### Given instruction 1
From the article on Intel's internal memo about AMD, write out the passage starting at "Lisa Su’s turnaround" and ending at "and server markets.".
### Given instruction 2
Answer these questions from the article on Intel's internal memo about AMD.
(a) When did Lisa Su take over as CEO of AMD?
(b) Which manufacturing process does AMD use?
(c) Who is Intel's AMD competitive expert?
### Given instruction 3
Decide whether each statement agrees with the article on Intel's internal memo about AMD. Answer yes or no, and quote the words from the article that settle it.
(a) AMD was the best-performing stock on the S&P 500 last year.
(b) Intel expects its 9th Gen Core processors to lead in multi-threaded workloads.
(c) Collins says Intel offers lower entry pricing than AMD.

Intel internal memo highlights competitive challenges AMD poses

Shawn Knight

Posts: 12,200   +120
Staff member

Lisa Su’s turnaround of AMD since taking over as CEO in late 2014 has been nothing short of remarkable. The chipmaker is putting up a much better fight – across multiple industries, mind you – and both consumers and investors have taken notice.

Chief rival Intel hasn’t turned a blind eye, either.

Penned by Walden Kirsch as part of “the latest in a Circuit News series on Intel’s major competitors,” the piece notes how AMD was the best-performing stock on the S&P 500 last year and enjoyed its second straight year of greater than 20 percent annual revenue growth in 2018. One of the reasons for AMD’s resurgence, Kirsch surmises, is its strategic re-focus on high-performance products in the desktop, datacenter and server markets.

Specifically, Kirsch highlighted AMD’s use of TSMC’s 7nm manufacturing process, victories in public cloud offerings and its next-gen Zen-core products as factors that will “amplify the near-term competitive challenge from AMD.”

As such, Intel will face “tough competitive challenges” today and into the near future, said Intel’s AMD competitive expert Steve Collins.

The company believes its 9th Gen Core processors will beat AMD’s Ryzen-based products in lightly threaded productivity benchmarks as well as in gaming benchmarks. With regard to multi-threaded workloads, Intel said AMD’s Matisse “is expected to lead.”

AMD gains a significant advantage in utilizing TSMC’s 7nm process – namely, a per-core frequency bump and lower power, meaning they can scale to more cores per processor. What’s more, Intel said AMD’s pricing will be significantly below theirs “so they’ll likely get good performance-per-dollar,” Collins said.

Digging in on the pricing argument, Collins had this to say:

It's not well understood that Intel actually offers the market a larger selection of product pricing. While the press often likes to focus on Intel's top price points being higher than AMD's top price, few people recognize that Intel also offers lower entry pricing than AMD. So Intel offers more price point choices to our customers.

Adding a bit of positive spin…

Additionally, I would say users don't buy a chip. They buy a system. They buy a whole solution that includes software enabling, vendor enabling, validation, technical support, manageability, out-of-box experience, supplier sustained consistency, and more. So, yes, while an OEM or ODM might buy a chip, the end user doesn't generally buy only a chip. We believe that our product pricing vis-à-vis AMD reflects the great deal of added value that specifically comes from buying Intel with our decades of unmatched investments in validation, software, and security.

### Dataset excerpts
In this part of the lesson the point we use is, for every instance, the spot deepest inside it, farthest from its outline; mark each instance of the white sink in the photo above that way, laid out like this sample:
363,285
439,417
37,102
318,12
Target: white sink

### Task output 1
Lisa Su’s turnaround of AMD since taking over as CEO in late 2014 has been nothing short of remarkable. The chipmaker is putting up a much better fight – across multiple industries, mind you – and both consumers and investors have taken notice.

Chief rival Intel hasn’t turned a blind eye, either.

Penned by Walden Kirsch as part of “the latest in a Circuit News series on Intel’s major competitors,” the piece notes how AMD was the best-performing stock on the S&P 500 last year and enjoyed its second straight year of greater than 20 percent annual revenue growth in 2018. One of the reasons for AMD’s resurgence, Kirsch surmises, is its strategic re-focus on high-performance products in the desktop, datacenter and server markets.

### Task output 2
(a) Late 2014.
(b) TSMC's 7nm manufacturing process.
(c) Steve Collins.

### Task output 3
(a) Yes: "AMD was the best-performing stock on the S&P 500 last year"
(b) No: "With regard to multi-threaded workloads, Intel said AMD’s Matisse “is expected to lead.”"
(c) Yes: "Intel also offers lower entry pricing than AMD"